TEXTAUSZUG>
····················
# Rocky Mountain Blizzard, welche Größe?



## switchback (31. März 2006)

Hallo,

habe schon einen ähnlichen Thread bei Kaufberatung aufgegeben- hatte aber übersehen, dass es auch ein Rocky Mountain Forum gibt.

mein Frage: Ich möchte mir den o.g. Rahmen zulegen, jedoch bin ich unschlüssig bei der Größe: bin 179cm und hab ne Schrittlänge von 87 cm

Momentan fahre ich ein Cube Reaction mit 20", ist mir aber immer so ein kleines bissl zu groß vom Gefühl her. Sollte ich dann den 19,5" oder 18,5" nehmen. Obwohl mir zumindest bei dem Cube ein 18" zu klein war vom Gefühl her.

Über Erfahrungswerte wäre ich dankbar.

Mfg switchback


----------



## el Lingo (1. April 2006)

ich bin 193cm groß und hatte früher ein blizzard team in 19,5 Zoll, das war sehr gut, auch mein 18,5er Vertex t.o. war toll. aber vom sitzen her war das blizzard besser. daher würde ich dir zum 18,5er raten...


----------



## MTB-News.de




----------



## s.d (1. April 2006)

also ich weiß ja nicht wie die Oberrohrlänge  bzw Geo von deinem Cube ist aber vergleich sie doch einfach mal mit dem des Blizzards


----------



## Ride-UnLTD (3. April 2006)

18,5 müsste der Richtige für dich sein.


----------



## Rocklandbiker (3. April 2006)
····················
BEREITGESTELLTE DATEN>

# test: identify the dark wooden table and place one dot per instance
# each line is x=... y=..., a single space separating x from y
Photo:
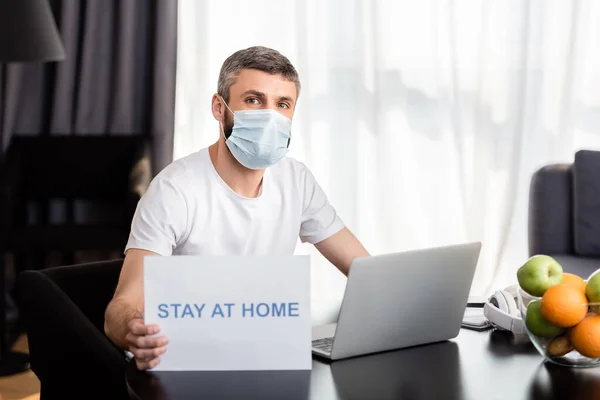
x=475 y=365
····················
AUFGABEN>
[A] Liste alle Rahmengrößen in Zoll auf, die im Forumsthread zur Rahmengröße genannt werden, und nenne jede nur einmal.
[B] Tippe aus dem Forumsthread zur Rahmengröße den Abschnitt von „mein Frage: Ich“ bis einschließlich „Lingo (1. April 2006)“ wortgetreu ab.
[C] Schreibe den Forumsthread zur Rahmengröße des Rocky Mountain Blizzard an der Stelle weiter, an der er aufhört.
Die Daten sind eigenständiges Material und gehören nicht zum Text.

ANTWORTEN>
[A] 20", 19,5", 18,5", 18"

[B]
mein Frage: Ich möchte mir den o.g. Rahmen zulegen, jedoch bin ich unschlüssig bei der Größe: bin 179cm und hab ne Schrittlänge von 87 cm

Momentan fahre ich ein Cube Reaction mit 20", ist mir aber immer so ein kleines bissl zu groß vom Gefühl her. Sollte ich dann den 19,5" oder 18,5" nehmen. Obwohl mir zumindest bei dem Cube ein 18" zu klein war vom Gefühl her.

Über Erfahrungswerte wäre ich dankbar.

Mfg switchback


----------



## el Lingo (1. April 2006)

[C]
*18,5* mit gekröpften Lenker und 110er Vorbau (Tour,singletrail-lastig)
*19,5* mit geradem Lenker und 120er Vorbau (Race,CC-lastig)

unn tschüss !!!!!!


----------



## geibrasch (24. April 2006)

Soderle, nach 9 Jahren Fully hab ich mir nun überlegt, dass ich es doch gerne nochmal mit einem Hardtail versuchen möchte!   


Auf der Suche nach nem chicen Stahlrahmen bin ich dann relativ schnell beim Blizzard hängen geblieben, gefiel mir schon immer ganz gut...


Bei 172 cm Größe sollte der 17,5 Zoll Rahmen von der Größe wohl passen, oder?
Der 16er scheint mir doch zu klein zu sein.


BTW: Kennt jemand nen Händler im Rheinland (zwischen Koblenz und Ruhrgebiet) der noch einen 17,5er der 2005er Saison rumstehen hat?
Dessen Lackierung gefällt mir deutlich besser als die 2006er Modelle?


Gruß,
Marcus


----------



## texas (25. April 2006)

bin auch 172 cm und fahre das 17.5 blizzard 2002. passt perfekt!


----------



## anacunt (25. April 2006)

also ich bin 1,77m groß und fahr ein 17,5" dir würd ich auf jeden fall zum 16" raten dann kanste nämlich richtig geil ums eck pfeifen mit dem teil...


----------



## geibrasch (25. April 2006)

Ich wills für den schönen Wasgau-Marathon und ein paar CTFs aufbauen.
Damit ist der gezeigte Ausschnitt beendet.